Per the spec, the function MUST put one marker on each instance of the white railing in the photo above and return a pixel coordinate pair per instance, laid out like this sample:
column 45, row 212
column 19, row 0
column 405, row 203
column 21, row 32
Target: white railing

○ ○ ○

> Given request:
Express every line of the entries above as a JSON list of strings, with one string per line and blank lines omitted.

> Correct answer:
[
  "Per the spec, the function MUST put one marker on each instance of the white railing in the photo above and return a pixel coordinate pair per instance, laid out like this sample:",
  "column 45, row 212",
  "column 19, row 0",
  "column 405, row 203",
  "column 21, row 32",
  "Target: white railing"
]